### Teks Bacaan
--
Tak lama kemudian, seorang penceramah kondang dalam akun medsosnya dengan semangatnya membahas bisnis racun kalajengking, lengkap dengan perbandingan harganya. Bahkan lucunya, beliau tidak bisa membedakan antara racun kalajengking dan minyak kalajengking dengan menyebutkan bahwa racun kalajengking dijual di toko online.

Sudah barang tentu, status itu ditulis dalam nuansa satire dan spirit memberikan ejakulasi kepada pembacanya yang anti Jokowi.

Yuk, kita simak transkrip pidato yang agak lengkapnya.

Setelah mengucapkan salam dan ucapan terima kasih kepada yang hadir, Jokowi memulai pidatonya dengan prolog sebagai berikut:

“Sekarang saya mau bertanya…. Apa komoditas yang paling mahal di dunia? Pasti banyak yang menjawab Emas, bukan Mas. Ada fakta yang menarik yang saya dapat dari informasi yang saya baca… komoditas yang paling mahal di dunia sekarang ini adalah racun dari scorpion, racun dari kalajengking. Harganya 10,5 juta Dollar AS perliter, artinya berapa? 145 Milyar Rupiah per liter..!!! Jadi Pak Gubernur, Pak Bupati, Pak Walikota, kalau mau kaya…. cari racun kalajengking!”

Prolog itu sontak mendapat gelak tawa hadirin. Siapa pun maklum, apa yang disampaikan Jokowi adalah guyonan khas orang Jawa yang melihat sesuatu selalu diselipi humor. Setelah hadirin reda tertawanya, Jokowi pun melanjutkan pidatonya.

“Yang kedua… komoditas yang supermahal, yang lebih mahal lagi, yang super mahal, yang namanya Californio 252. Ini zat kimia yang dipakai untuk eksplorasi minyak dan gas. Harganya mau tahu? 27 juta Dollar AS per gram. Itu kurang lebih jika dimilyarkan… 375 Milyar Rupiah per gram. Saya juga gak ngerti barangnya.”

Lagi-lagi, kalimat terakhir Jokowi itu mengundang gelak tawa hadirin. Setelah jeda beberapa saat, Jokowi pun meneruskan pidatonya.

“Tapi Bapak/Ibu sekalian… meskipun ada komoditas-komoditas yang paling mahal di dunia yang seperti sudah saya sampaikan, tapi yang paling mahal adalah WAKTU. Ini yang perlu digarisbawahi: WAKTU.

Coba kita lihat, 10 tahun, lewatnya cepat atau tidak? Menurut saya, 10 tahun terasa lewatnya sangat cepat sekali. Kita ingat, coba kita ingat… 30 tahun yang lalu, berarti kurang lebih tahun 1988. Waktu itu belum ada yang namanya henpon, belum ada yang namanya HP, rasanya irama hidup ini pelan, pelan sekali dibanding sekarang. Kalau mau telpon, kita ingat saat itu, tahun 85-88 kalau masih ingat, kalau mau telpon-telponan kita nunggu sampai kantor dulu, baru bisa telpon, ya nggak? Atau kalau dalam perjalanan, kita nunggu sampai rumah, baru bisa telpon. Karena belum ada HP. Coba ingat itu.
--
### Tugas yang Dikerjakan
1) Dalam teks tentang pidato Jokowi, berapa harga Californio 252 per gram dalam dolar AS?
2) Teruskan teks tentang pidato Jokowi mengenai komoditas termahal dan waktu, mulai dari sesudah kalimat terakhirnya.
Baris-baris di bawah ini tidak ada hubungannya dengan teks bacaan.

(Data sumber)
--
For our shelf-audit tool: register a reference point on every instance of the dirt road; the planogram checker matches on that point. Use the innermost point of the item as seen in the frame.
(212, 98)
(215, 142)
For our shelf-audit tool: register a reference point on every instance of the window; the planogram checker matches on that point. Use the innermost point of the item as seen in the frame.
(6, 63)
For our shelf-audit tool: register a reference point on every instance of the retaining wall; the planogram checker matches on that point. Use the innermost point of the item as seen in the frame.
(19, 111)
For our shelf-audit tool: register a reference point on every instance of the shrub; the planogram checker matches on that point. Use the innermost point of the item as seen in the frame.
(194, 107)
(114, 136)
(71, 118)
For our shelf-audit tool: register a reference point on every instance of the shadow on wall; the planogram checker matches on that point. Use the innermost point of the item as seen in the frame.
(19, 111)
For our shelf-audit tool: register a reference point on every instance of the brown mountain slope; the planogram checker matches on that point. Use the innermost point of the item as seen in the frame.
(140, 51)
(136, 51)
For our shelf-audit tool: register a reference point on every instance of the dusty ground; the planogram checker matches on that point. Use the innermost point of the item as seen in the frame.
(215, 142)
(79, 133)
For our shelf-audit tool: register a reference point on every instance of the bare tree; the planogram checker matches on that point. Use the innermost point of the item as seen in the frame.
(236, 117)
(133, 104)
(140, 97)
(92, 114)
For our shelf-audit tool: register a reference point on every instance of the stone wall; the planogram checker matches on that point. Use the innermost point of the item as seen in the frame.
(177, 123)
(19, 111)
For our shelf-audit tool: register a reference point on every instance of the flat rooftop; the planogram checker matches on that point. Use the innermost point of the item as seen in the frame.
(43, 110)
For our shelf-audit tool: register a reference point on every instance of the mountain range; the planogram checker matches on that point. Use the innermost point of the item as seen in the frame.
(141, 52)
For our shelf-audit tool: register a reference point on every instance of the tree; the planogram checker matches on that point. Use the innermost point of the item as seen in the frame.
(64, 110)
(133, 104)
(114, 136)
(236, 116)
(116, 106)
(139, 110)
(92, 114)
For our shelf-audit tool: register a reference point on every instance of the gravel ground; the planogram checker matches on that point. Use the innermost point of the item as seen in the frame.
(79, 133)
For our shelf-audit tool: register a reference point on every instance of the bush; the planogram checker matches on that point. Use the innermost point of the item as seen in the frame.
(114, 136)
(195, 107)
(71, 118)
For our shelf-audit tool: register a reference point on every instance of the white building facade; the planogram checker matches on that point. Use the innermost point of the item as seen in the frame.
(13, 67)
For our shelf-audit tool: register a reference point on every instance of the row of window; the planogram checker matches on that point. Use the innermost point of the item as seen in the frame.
--
### Jawaban yang Diharapkan
1) 27 juta Dollar AS per gram.

2)
Kemudian saat itu muncul HP, kemudian juga muncul yang namanya mesin faximile…. mesin fax. Anak-anak muda sekarang mesin fax saja sudah bingung, apa itu. Karena sudah muncul lagi yang lebih baru. Itu adalah perpaduan mesin foto kopi dan telpon. Sebuah teknologi yang waktu itu kita anggap sangat revolusioner sekali. Saat itu. Dulu, kita menunggu berminggu-minggu untuk mendapatkan sebuah surat atau dokumen lewat pos. Tapi begitu ada mesin fax, menjadi instant dan langsung keluar dari mesin fax.

Nah, kita berbicara sekarang. Kita hidup di era WA, WhatsApp. Di era Twitter. Di era Fesbuk. Di era YouTube. Di era Instagram. Irama hidup menjadi sangat cepat sekali. Sangat cepat sekali. Informasi juga sangat cepat sekali. Sekali lagi bandingkan, dulu mau nelpon nunggu sampai di kantor, mau nelpon nunggu sampai di rumah. Sekarang di mana pun kita, langsung WA, langsung bisa ngetwit, langsung bisa update status, baik di Fesbuk, Instagram, Twitter.

Waktu lewatnya semakin cepat. Dan dengan perkembangan teknologi potensi produktifitas yang bisa mengisi waktu itu akan semakin tinggi. Hati-hati dengan apa yang saya sampaikan: POTENSI PRODUKTIFITAS. Karena banyak yang tidak memanfaatkan potensi produktifias ini dan menggarapnya dengan baik.

Bapak/Ibu sekalian yang saya hormati, artinya dengan waktu yang lewatnya begitu cepat, dengan teknologi modern yang sekarang begitu banyak yang bisa kita capai setiap menit, setiap jam, setiap hari. Berarti yang namanya waktu itu benar-benar menjadi sebuah KOMODITAS YANG MAHAL SEKALI kalau kita benar-benar bisa memanfaatkan itu.

Dan kalau yang namanya waktu telah menjadi komoditas yang sangat mahal, berarti musuh nomor satu kita adalah yang namanya BUANG-BUANG WAKTU. Tolong ini garis bawahi, MUSUH NOMOR SATU KITA ADALAH YANG NAMANYA BUANG-BUANG WAKTU.”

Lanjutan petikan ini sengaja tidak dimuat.